> Work item:
Set down each line of the material that follows, exactly, with no pictures.

━━━━━ Given data ━━━━━

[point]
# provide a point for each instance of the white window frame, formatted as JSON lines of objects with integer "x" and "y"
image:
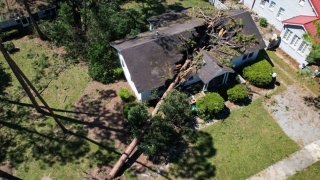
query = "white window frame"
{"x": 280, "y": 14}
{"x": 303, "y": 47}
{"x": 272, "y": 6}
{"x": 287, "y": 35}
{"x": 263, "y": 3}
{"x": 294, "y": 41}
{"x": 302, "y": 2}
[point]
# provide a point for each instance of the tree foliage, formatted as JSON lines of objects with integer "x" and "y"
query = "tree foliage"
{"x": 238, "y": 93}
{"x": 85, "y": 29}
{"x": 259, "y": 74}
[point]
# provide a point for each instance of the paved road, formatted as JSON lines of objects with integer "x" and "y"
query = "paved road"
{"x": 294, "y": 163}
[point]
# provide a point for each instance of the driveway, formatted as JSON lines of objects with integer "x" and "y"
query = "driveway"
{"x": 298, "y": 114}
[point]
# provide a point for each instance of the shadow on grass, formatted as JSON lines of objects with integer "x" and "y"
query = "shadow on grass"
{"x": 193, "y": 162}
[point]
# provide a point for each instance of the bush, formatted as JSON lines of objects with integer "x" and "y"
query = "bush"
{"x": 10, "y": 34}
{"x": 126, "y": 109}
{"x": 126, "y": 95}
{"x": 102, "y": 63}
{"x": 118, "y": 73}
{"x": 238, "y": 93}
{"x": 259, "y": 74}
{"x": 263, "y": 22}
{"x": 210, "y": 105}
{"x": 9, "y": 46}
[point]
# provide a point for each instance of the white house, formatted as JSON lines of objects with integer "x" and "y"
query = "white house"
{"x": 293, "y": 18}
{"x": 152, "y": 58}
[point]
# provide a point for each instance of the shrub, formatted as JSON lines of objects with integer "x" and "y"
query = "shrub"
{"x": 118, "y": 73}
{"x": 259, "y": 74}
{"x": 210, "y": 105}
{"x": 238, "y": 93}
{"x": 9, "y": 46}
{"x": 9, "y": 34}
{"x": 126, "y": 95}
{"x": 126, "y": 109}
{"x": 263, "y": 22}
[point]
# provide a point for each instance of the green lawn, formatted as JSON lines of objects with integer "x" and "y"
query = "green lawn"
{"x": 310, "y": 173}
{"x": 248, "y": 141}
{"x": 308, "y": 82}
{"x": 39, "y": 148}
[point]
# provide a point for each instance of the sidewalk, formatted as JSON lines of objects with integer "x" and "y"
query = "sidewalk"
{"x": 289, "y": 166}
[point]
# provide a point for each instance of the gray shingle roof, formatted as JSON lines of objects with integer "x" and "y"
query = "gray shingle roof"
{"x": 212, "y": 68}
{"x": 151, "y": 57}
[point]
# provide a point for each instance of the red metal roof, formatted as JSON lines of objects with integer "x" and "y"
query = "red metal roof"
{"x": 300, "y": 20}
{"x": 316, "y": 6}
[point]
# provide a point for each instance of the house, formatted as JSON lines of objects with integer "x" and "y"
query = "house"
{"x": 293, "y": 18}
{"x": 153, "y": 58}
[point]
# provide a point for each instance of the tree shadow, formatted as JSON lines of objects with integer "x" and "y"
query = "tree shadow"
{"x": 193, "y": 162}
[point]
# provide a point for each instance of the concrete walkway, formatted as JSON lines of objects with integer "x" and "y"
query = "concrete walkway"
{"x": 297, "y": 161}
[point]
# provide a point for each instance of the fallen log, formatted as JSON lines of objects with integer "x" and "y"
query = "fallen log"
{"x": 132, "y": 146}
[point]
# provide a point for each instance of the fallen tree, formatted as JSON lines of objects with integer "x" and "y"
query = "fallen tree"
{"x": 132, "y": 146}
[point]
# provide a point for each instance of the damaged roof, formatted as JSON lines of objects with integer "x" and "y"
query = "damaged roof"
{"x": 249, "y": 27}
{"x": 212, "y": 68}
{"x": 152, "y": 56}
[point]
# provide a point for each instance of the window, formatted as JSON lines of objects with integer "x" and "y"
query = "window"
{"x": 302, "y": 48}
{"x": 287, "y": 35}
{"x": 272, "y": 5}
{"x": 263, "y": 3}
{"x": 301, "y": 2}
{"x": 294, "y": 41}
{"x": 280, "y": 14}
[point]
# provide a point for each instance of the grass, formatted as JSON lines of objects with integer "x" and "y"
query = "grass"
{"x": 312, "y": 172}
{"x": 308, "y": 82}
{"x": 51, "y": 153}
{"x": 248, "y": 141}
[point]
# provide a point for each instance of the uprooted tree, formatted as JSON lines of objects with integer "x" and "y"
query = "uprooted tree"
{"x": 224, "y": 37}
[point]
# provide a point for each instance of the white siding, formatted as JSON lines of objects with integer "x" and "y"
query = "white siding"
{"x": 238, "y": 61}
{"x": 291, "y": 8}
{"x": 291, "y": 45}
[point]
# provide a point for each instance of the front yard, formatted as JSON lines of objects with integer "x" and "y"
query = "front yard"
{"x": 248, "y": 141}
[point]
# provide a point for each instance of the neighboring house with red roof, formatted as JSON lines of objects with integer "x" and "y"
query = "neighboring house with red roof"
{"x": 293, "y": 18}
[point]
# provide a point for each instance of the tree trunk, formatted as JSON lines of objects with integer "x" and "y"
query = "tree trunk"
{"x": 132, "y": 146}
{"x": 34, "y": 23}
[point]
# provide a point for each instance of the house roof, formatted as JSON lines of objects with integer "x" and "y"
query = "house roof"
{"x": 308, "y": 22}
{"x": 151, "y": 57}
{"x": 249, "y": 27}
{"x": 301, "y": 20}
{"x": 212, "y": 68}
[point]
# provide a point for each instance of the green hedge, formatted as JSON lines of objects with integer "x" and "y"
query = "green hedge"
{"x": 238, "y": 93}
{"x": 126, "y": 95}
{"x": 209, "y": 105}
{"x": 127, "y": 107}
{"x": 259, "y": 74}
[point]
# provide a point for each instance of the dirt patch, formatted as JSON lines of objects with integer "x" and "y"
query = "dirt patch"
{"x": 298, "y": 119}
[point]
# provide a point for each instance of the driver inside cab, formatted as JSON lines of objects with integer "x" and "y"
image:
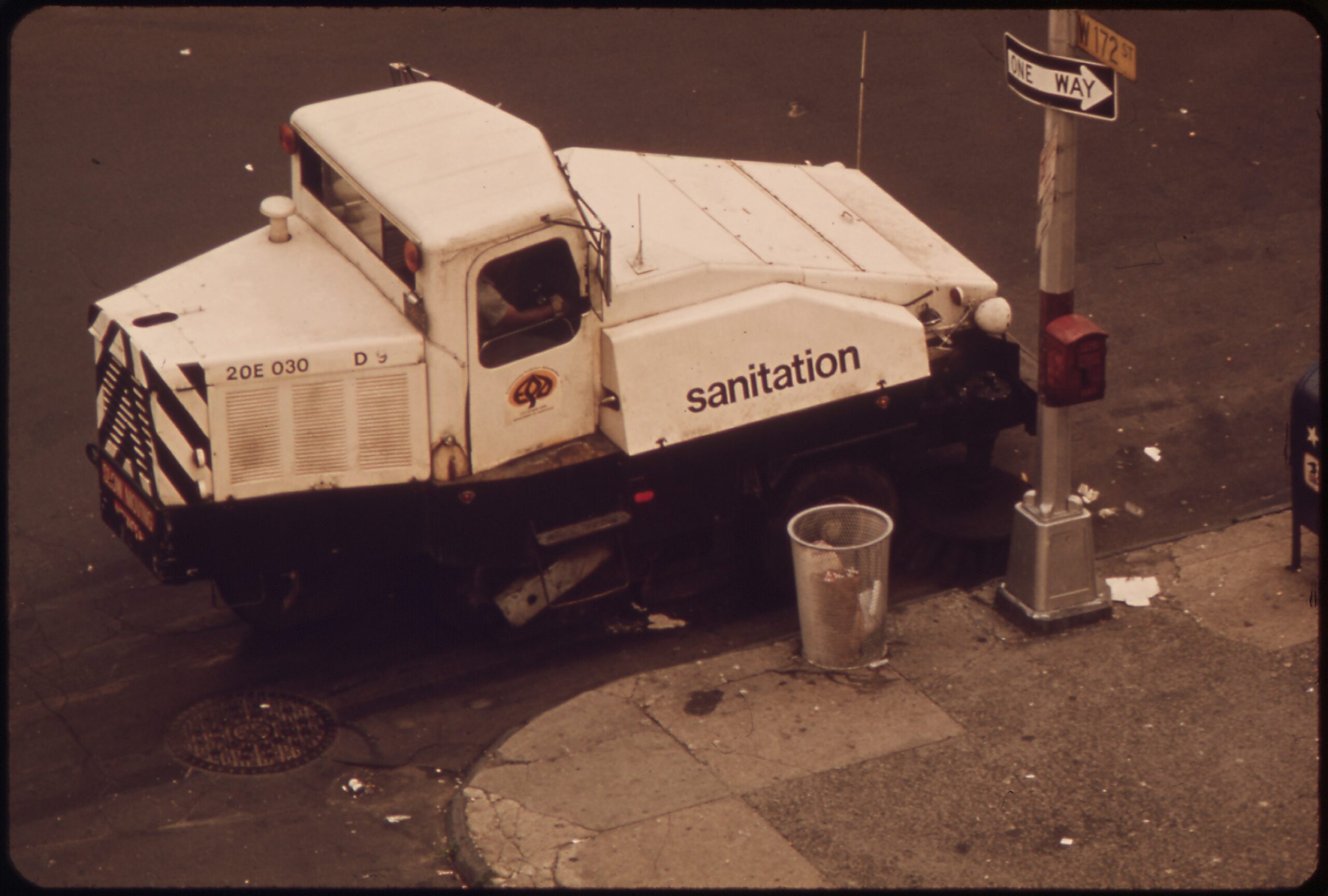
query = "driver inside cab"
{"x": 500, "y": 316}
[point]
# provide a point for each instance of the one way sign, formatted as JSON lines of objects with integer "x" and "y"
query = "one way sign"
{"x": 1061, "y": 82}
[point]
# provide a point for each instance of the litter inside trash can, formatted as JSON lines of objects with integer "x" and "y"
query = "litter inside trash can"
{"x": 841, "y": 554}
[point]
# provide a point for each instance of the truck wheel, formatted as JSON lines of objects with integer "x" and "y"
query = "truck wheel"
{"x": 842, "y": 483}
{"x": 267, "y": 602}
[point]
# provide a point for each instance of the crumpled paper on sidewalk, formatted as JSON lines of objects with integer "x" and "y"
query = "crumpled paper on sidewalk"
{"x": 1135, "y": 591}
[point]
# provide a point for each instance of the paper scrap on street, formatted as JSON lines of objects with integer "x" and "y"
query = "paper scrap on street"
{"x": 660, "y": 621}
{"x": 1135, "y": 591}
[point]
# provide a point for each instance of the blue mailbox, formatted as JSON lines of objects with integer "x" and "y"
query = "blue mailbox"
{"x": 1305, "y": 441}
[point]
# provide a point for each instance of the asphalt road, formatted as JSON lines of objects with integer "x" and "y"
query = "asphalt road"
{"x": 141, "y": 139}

━━━━━

> Exercise response:
[point]
# provide a point for each instance of the white window frame, formatted as JSON lines of objects with integer "x" and "y"
image:
query = "white window frame"
{"x": 280, "y": 14}
{"x": 303, "y": 47}
{"x": 272, "y": 6}
{"x": 287, "y": 35}
{"x": 263, "y": 3}
{"x": 294, "y": 41}
{"x": 302, "y": 2}
[point]
# provide a point for each instance of the tree foliage, formatted as JSON lines of objects with integer "x" and "y"
query = "tree foliage"
{"x": 238, "y": 93}
{"x": 85, "y": 29}
{"x": 259, "y": 74}
[point]
# provide a point for each instance of the paved road, formatted as JSON lines of objects with integer "x" and "y"
query = "paved road"
{"x": 294, "y": 163}
[point]
# provide a point for each instance of the driveway, formatted as JSON lines of objects with integer "x" and "y"
query = "driveway"
{"x": 298, "y": 114}
[point]
# provide a point for each instance of the shadow on grass, formatted as JSON lines of objects with integer "x" and "y"
query = "shadow on grass"
{"x": 193, "y": 162}
[point]
# provide a point for each instance of the bush, formatted as JSON lines of objects with integer "x" and "y"
query = "bush"
{"x": 10, "y": 34}
{"x": 126, "y": 109}
{"x": 126, "y": 95}
{"x": 102, "y": 63}
{"x": 118, "y": 73}
{"x": 238, "y": 93}
{"x": 259, "y": 74}
{"x": 263, "y": 22}
{"x": 210, "y": 105}
{"x": 9, "y": 46}
[point]
# provide a point for each instance of the white house, formatted as JSON lines of objects with integer "x" and "y"
query = "white house"
{"x": 293, "y": 18}
{"x": 152, "y": 58}
[point]
# provide a point for each instance of the shrub, formatted as JSON lines of objects with integer "x" and "y"
query = "shrub"
{"x": 118, "y": 73}
{"x": 259, "y": 74}
{"x": 210, "y": 105}
{"x": 238, "y": 93}
{"x": 9, "y": 46}
{"x": 9, "y": 34}
{"x": 126, "y": 95}
{"x": 126, "y": 109}
{"x": 263, "y": 22}
[point]
# provide a point for each instance of the green lawn, formatted as JSON lines of objects with integer "x" and "y"
query = "green lawn"
{"x": 310, "y": 173}
{"x": 248, "y": 141}
{"x": 308, "y": 82}
{"x": 39, "y": 148}
[point]
# provide a point for each instance of the sidewalk, formatted as JSON lines of objects with integer "x" and "y"
query = "sidewalk"
{"x": 289, "y": 166}
[point]
# provide a point for each instance of the gray shingle roof, formatted as JSON lines of objects with integer "x" and "y"
query = "gray shingle roof"
{"x": 212, "y": 68}
{"x": 151, "y": 57}
[point]
# provide a point for each instance of the red metal roof, formatted as JSON lines of objects with integer "x" and "y"
query = "red metal roof"
{"x": 300, "y": 20}
{"x": 316, "y": 6}
[point]
# provide a point for each instance of the house, formatted as JSON lines of objects with integer "x" and "y"
query = "house"
{"x": 293, "y": 18}
{"x": 153, "y": 58}
[point]
# provide a point for each instance of the tree shadow, formatted as JSON lines of objects with integer "x" and "y"
query = "tree shadow"
{"x": 193, "y": 162}
[point]
# provide a point for each instance of the concrete walkway, formatted as JSON lines of objects with integer "x" and "y"
query = "concrete walkway"
{"x": 297, "y": 161}
[point]
# provide a point for each instance of the fallen log, formatted as JSON lines of objects with integer "x" and "y"
query = "fallen log"
{"x": 132, "y": 146}
[point]
# provide a point for each instance of the fallen tree, formatted as JSON lines of objects with integer "x" and "y"
query = "fallen tree"
{"x": 132, "y": 146}
[point]
# provide a point for each instance of the damaged roof, formatted as JSON lines of objects with integer "x" and "y"
query = "damaged roof"
{"x": 249, "y": 27}
{"x": 212, "y": 68}
{"x": 152, "y": 56}
[point]
# provide a point for each instance of the window, formatted as JSON lines of objects with integer "x" and "y"
query = "window"
{"x": 302, "y": 48}
{"x": 287, "y": 35}
{"x": 272, "y": 5}
{"x": 263, "y": 3}
{"x": 301, "y": 2}
{"x": 294, "y": 41}
{"x": 280, "y": 14}
[point]
# provide a point for each instance of the grass, formatted as JSON lines of objects with integer "x" and "y"
query = "grass"
{"x": 312, "y": 172}
{"x": 308, "y": 82}
{"x": 51, "y": 153}
{"x": 248, "y": 141}
[point]
# provide a point for each instance of the uprooted tree, formatted as JSON lines of objects with integer "x" and "y"
query = "uprooted tree"
{"x": 224, "y": 37}
[point]
# provide a point for each instance of the white siding, formatted as JSON lines of objects with integer "x" and "y"
query = "white siding"
{"x": 238, "y": 61}
{"x": 291, "y": 8}
{"x": 291, "y": 45}
[point]
# provide a point for each instance of the front yard, formatted as JSON lines of objects with integer "x" and "y"
query = "front yard"
{"x": 248, "y": 141}
[point]
# provide a point for each instance of the neighboring house with red roof, formatted as JSON lines of objects with integer "x" and "y"
query = "neighboring house with red roof"
{"x": 293, "y": 18}
[point]
# provide a point for each instance of the tree trunk, formatted as JSON lines of objects with integer "x" and "y"
query = "tree trunk"
{"x": 132, "y": 146}
{"x": 34, "y": 23}
[point]
# provide a point for each instance of the house roof, formatted as JSON lines of objects with integer "x" and "y"
query = "house roof"
{"x": 308, "y": 22}
{"x": 151, "y": 57}
{"x": 249, "y": 27}
{"x": 301, "y": 20}
{"x": 212, "y": 68}
[point]
# provide a point for each instance of the green hedge, formatted as JSON lines of objects with integer "x" and "y"
query = "green hedge"
{"x": 238, "y": 93}
{"x": 126, "y": 95}
{"x": 209, "y": 105}
{"x": 127, "y": 107}
{"x": 259, "y": 74}
[point]
# provide a point for each instance of the dirt patch, formatted as JSON lines of objects with integer "x" and "y"
query = "dirt patch"
{"x": 298, "y": 119}
[point]
# provide a point for each instance of the driver inside cab, formatted as JSON lines of objects with integer "x" and "y"
image:
query = "driver inside cab"
{"x": 500, "y": 316}
[point]
# provide a point for each instance of the one way sign, formatted as JSON lines of objects with integer "x" and "y"
query = "one way sign"
{"x": 1061, "y": 82}
[point]
# provide a point for each instance of the litter inside trash can, formatted as JSON lines of objects with integer "x" and "y"
query = "litter inside trash can"
{"x": 841, "y": 554}
[point]
# provide a point for each instance of the truck wheel, formatted as JSON lines of objects with integer "x" and "y"
query = "truck wheel"
{"x": 842, "y": 483}
{"x": 267, "y": 602}
[point]
# provide a point for each instance of the crumpled paper on sidewalk, formatted as JSON lines of objects with integer "x" and "y"
query = "crumpled paper on sidewalk"
{"x": 1135, "y": 591}
[point]
# provide a point for each instance of the paper scrap on street, formatted as JSON lines of objects with integer "x" and "y"
query = "paper scrap on street"
{"x": 660, "y": 621}
{"x": 1135, "y": 591}
[point]
# provide a point for each instance of the blue mailbox, formatted as JSON lines of objects with integer "x" and "y"
query = "blue mailbox"
{"x": 1305, "y": 441}
[point]
# provide a point for each instance of the asphalt road, formatted as JSON lines of objects with integer "x" and "y"
query = "asphalt road"
{"x": 141, "y": 139}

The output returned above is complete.